(AIM OF THE EXERCISE): Copy out the listing below, putting "occurrence" in place of "instance" each time it appears and keeping everything else the same.

(DATA SUPPLIED):
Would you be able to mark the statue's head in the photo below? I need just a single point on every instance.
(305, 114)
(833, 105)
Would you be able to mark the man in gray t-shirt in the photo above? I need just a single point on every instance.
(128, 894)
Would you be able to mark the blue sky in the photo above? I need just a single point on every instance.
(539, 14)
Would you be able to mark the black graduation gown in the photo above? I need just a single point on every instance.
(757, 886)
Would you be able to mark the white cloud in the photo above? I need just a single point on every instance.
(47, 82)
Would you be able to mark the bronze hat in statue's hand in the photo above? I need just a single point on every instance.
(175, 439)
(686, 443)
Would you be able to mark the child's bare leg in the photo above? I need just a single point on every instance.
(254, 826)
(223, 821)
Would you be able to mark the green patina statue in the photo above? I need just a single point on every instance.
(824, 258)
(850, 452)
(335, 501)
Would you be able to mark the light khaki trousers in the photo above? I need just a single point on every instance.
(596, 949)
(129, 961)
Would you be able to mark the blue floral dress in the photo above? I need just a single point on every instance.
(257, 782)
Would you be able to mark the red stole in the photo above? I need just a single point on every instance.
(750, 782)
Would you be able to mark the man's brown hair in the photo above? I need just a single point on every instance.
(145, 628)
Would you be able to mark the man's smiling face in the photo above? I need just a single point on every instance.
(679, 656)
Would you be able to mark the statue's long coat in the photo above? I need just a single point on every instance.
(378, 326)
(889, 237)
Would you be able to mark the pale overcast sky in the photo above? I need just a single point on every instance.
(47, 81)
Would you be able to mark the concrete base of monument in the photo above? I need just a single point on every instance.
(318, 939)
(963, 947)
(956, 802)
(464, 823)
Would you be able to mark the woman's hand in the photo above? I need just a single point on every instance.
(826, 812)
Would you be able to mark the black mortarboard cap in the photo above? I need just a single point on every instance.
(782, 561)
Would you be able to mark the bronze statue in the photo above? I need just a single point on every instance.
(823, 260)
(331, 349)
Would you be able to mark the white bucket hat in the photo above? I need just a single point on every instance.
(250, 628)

(TASK SOLUTION):
Would you be able to mark the statue's head in the photo below? I need just a single point on every occurrence.
(305, 114)
(833, 105)
Would you be able to mark the man in gray t-shirt in the photo above? I need just a single point on every occurrence.
(128, 894)
Would you be able to mark the blue sky in the photo above? I need just a single point on every occurrence.
(539, 14)
Would you be able to mark the black graduation gown in the photo above? I need just a single point on every occurrence.
(757, 886)
Would you be able to mark the white cloud in the photo above? I need just a single point on every occurrence.
(47, 82)
Would you be able to mark the bronze hat in statue's hand in the photo above? I need just a single point on every occurrence.
(175, 439)
(686, 443)
Would you be able to mark the child's bare leg in the photo above? I need just a single point on every occurrence.
(254, 826)
(223, 821)
Would you be able to mark the green patina statue in the photo above? I need just a single point on every occurrence.
(824, 258)
(850, 452)
(335, 501)
Would you be able to mark the light khaki trousers in the photo above? I need just a single point on every occurrence.
(596, 949)
(129, 961)
Would you be able to mark the blue floral dress in the photo above? I need just a single point on every occurrence.
(257, 782)
Would you be able to mark the red stole in the photo above? I need just a single point on every occurrence.
(750, 782)
Would you be able to mark the man's brown hair in the photo above? I need just a single point on every occurrence.
(145, 628)
Would you be able to mark the man's smiling face in the photo above? I need just a single point on every occurrence.
(679, 656)
Would you be able to mark the statue's long coat in the photo above? I need just a single point on every occurrence.
(378, 326)
(889, 237)
Would you be able to mark the pale overcast sky in the photo above? I need just a single point on every occurrence.
(47, 81)
Would you be able to mark the concrete base of monument in the photo above? I need just a single point on every occurrence.
(318, 939)
(963, 947)
(956, 802)
(464, 823)
Would you be able to mark the woman's hand in the photo above? I need just a single point on every occurrence.
(826, 812)
Would you be able to mark the black mortarboard cap in the photo above? I need just a single point on every occurrence.
(782, 561)
Would you be able to mark the bronze statue in the photo above? I need just a single point on every occurrence.
(823, 260)
(331, 349)
Would you be able to mark the white bucket hat in the photo above? I need just a single point on every occurrence.
(250, 628)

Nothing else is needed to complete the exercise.